All lines in the records below with the word "plant" must be returned.
═══ Provided records ═══
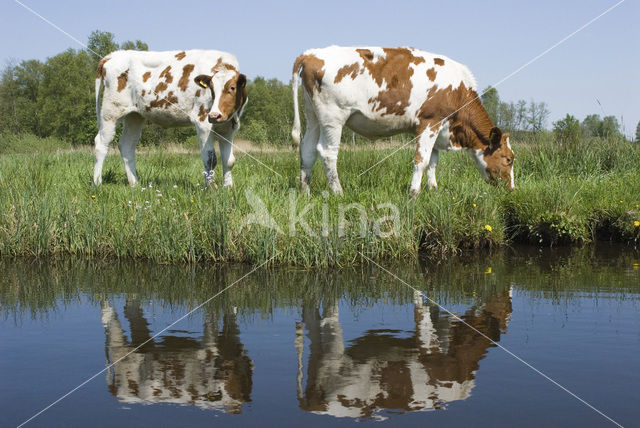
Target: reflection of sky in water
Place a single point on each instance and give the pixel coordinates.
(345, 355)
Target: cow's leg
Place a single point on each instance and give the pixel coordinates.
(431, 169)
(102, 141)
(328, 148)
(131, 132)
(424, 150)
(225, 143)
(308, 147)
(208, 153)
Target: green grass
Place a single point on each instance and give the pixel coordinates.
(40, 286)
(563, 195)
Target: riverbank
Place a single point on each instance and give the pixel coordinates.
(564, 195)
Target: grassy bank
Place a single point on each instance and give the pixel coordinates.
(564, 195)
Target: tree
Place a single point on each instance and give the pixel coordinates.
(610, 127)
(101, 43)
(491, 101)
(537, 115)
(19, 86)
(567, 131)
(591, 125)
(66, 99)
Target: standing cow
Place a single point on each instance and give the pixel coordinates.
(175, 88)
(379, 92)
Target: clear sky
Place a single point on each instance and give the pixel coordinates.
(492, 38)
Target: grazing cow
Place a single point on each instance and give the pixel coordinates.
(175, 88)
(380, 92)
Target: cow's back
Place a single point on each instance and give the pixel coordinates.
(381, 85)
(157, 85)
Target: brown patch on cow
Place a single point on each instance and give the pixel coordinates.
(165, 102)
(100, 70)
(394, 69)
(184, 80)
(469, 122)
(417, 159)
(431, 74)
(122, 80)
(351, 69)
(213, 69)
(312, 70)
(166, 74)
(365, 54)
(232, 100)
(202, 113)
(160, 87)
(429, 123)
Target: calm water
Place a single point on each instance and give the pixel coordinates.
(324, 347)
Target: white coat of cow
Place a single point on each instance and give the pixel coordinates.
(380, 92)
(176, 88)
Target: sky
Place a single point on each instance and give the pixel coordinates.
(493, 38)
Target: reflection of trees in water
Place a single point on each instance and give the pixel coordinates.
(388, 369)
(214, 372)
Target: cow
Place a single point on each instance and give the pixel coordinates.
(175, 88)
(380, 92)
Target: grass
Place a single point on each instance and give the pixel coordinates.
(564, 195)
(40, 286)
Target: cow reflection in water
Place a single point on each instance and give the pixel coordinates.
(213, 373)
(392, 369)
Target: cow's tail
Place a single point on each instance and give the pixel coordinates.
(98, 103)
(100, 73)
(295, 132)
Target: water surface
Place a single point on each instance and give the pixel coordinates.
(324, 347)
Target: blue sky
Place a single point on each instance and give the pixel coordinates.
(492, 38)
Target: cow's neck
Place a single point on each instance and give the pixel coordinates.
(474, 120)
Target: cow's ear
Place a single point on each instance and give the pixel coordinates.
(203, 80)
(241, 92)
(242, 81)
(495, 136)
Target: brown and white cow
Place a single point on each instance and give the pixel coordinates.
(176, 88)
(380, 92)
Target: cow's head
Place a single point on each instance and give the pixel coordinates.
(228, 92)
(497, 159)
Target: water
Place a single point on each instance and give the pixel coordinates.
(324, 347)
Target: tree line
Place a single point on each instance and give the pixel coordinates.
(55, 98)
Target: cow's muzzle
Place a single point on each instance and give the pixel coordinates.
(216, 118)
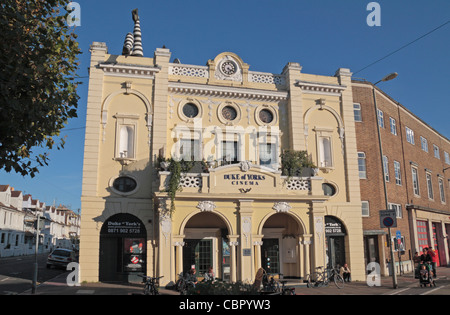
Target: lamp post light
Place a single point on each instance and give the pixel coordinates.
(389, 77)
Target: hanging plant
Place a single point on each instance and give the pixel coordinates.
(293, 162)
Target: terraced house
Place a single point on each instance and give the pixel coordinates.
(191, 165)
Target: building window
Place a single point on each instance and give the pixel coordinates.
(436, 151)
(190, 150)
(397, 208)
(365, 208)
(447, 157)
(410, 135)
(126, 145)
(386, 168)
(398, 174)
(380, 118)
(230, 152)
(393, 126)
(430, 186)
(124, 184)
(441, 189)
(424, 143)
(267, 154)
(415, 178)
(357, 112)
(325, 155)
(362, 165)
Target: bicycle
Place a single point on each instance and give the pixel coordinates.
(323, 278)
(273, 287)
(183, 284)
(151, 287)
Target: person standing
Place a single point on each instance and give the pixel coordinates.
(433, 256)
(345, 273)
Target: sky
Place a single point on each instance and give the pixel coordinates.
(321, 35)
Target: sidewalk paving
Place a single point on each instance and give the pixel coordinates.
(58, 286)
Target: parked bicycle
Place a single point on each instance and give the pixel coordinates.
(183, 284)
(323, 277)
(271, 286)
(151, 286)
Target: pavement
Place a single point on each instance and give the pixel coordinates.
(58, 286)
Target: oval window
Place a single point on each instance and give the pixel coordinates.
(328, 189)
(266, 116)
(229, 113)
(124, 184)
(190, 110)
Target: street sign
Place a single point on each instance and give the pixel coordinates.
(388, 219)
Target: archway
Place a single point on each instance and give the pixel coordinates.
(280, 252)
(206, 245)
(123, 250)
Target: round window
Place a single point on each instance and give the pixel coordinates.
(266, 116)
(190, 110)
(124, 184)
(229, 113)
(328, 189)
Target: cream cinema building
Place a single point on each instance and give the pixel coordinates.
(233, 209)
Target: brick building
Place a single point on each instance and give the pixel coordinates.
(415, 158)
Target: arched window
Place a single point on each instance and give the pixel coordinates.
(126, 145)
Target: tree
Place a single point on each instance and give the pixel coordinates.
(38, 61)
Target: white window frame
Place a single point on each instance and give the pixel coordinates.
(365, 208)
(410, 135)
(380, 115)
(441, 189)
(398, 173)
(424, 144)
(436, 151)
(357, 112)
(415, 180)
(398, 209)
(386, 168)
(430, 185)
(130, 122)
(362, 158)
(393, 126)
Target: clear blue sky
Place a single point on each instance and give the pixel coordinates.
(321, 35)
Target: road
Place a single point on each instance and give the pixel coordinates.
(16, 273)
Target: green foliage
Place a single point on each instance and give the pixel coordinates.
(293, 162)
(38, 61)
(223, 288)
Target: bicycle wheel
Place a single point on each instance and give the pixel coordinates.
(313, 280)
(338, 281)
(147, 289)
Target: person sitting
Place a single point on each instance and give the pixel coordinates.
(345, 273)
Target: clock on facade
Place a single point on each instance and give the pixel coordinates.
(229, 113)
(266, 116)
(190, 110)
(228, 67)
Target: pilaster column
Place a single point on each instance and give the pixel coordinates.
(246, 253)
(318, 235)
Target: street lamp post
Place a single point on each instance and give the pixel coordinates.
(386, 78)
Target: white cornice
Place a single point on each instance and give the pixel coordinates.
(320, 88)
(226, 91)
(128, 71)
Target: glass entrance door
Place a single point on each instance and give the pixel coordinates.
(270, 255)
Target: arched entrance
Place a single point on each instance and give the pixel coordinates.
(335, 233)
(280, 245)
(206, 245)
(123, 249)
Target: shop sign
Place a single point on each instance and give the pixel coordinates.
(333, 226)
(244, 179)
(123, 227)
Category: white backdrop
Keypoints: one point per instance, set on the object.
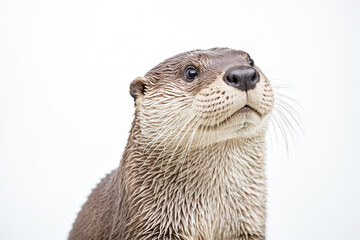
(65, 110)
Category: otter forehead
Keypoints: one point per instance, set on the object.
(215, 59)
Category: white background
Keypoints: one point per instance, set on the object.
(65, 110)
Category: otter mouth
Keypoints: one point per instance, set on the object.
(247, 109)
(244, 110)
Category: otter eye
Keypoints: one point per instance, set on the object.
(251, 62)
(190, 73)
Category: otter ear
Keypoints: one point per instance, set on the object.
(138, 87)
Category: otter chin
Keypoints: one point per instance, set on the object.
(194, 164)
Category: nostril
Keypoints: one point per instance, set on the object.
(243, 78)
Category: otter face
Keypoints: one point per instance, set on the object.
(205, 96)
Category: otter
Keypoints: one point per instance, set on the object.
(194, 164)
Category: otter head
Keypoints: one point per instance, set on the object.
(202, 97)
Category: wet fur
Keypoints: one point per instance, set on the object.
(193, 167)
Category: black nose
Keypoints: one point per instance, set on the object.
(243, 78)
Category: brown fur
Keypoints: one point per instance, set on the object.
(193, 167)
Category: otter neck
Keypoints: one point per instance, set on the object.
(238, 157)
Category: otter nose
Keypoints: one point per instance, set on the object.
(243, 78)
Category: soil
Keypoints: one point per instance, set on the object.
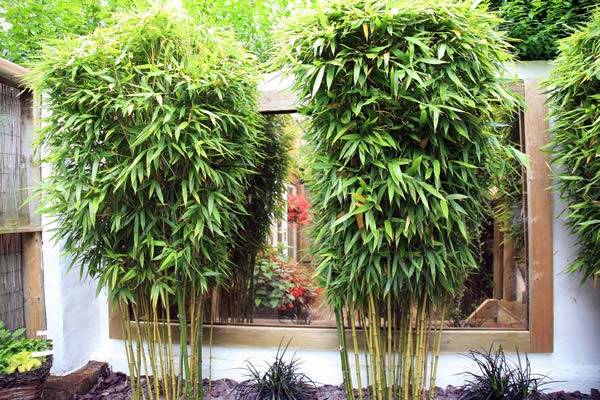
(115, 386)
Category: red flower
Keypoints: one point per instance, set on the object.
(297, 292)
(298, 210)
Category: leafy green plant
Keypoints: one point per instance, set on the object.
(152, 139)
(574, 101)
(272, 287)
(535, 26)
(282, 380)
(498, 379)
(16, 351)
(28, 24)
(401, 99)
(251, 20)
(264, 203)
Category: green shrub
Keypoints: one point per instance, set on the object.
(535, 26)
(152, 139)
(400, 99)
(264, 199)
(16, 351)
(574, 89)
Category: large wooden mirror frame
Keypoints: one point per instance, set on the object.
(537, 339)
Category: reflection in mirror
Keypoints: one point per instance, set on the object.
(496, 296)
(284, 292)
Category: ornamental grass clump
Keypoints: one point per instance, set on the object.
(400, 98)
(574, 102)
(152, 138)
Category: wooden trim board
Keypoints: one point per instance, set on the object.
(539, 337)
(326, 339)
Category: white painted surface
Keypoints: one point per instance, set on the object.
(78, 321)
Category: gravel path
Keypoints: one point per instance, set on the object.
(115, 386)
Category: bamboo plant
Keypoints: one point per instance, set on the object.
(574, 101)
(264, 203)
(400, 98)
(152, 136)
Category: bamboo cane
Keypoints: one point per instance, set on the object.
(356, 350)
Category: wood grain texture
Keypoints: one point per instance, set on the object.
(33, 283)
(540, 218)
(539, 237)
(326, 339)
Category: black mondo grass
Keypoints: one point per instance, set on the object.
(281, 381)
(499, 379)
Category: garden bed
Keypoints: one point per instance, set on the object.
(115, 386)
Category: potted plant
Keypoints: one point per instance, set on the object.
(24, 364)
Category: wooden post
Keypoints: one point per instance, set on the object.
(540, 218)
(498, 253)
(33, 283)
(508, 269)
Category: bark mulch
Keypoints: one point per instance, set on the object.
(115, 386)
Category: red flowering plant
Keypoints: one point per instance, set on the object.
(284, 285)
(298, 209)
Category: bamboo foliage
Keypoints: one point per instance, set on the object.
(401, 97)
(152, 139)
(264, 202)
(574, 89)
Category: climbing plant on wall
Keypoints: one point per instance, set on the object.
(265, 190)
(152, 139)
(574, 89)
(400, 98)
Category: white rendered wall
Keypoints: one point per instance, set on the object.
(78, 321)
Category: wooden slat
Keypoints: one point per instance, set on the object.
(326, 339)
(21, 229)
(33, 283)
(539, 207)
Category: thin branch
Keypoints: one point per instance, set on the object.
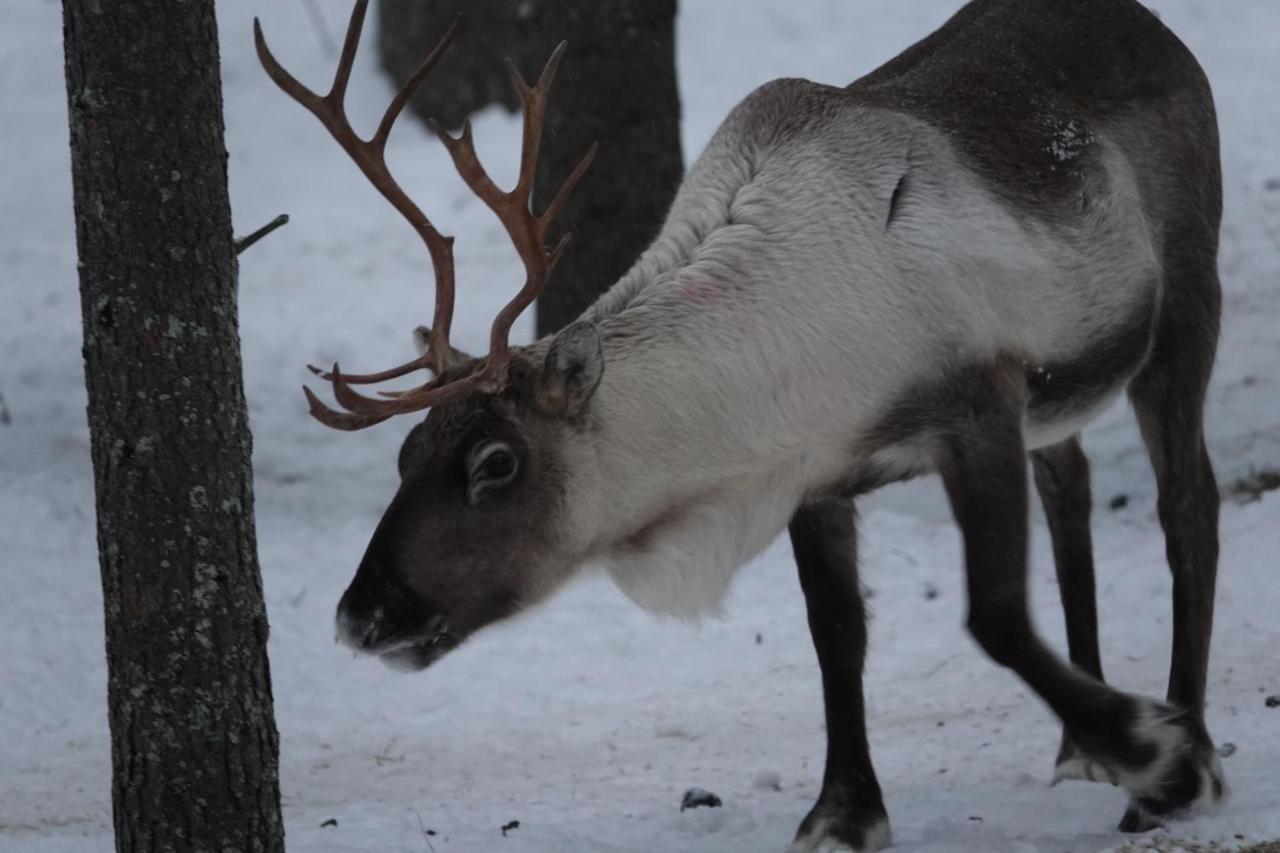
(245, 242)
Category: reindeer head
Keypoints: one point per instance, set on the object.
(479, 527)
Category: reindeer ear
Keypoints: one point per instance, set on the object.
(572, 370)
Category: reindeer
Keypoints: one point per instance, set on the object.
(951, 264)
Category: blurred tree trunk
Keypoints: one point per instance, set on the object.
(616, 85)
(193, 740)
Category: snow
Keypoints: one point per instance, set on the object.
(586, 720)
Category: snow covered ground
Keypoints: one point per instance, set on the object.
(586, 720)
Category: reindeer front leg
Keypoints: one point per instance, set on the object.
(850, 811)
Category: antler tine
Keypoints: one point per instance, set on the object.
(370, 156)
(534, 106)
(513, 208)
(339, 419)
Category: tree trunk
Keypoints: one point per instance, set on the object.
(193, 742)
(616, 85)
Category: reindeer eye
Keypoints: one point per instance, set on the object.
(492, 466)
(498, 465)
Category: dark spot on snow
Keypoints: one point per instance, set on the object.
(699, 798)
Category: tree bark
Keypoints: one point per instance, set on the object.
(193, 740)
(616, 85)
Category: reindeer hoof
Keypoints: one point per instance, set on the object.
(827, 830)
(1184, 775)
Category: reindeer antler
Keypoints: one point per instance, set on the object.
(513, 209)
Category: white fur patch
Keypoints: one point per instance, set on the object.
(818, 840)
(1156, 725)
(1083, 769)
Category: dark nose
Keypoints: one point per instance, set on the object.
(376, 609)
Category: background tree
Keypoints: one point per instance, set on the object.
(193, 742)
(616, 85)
═══
Answer space —
Target: hanging plant
Category: leafy green plant
Category: bamboo plant
Category: potted plant
Category: red flowering plant
Category: climbing plant on wall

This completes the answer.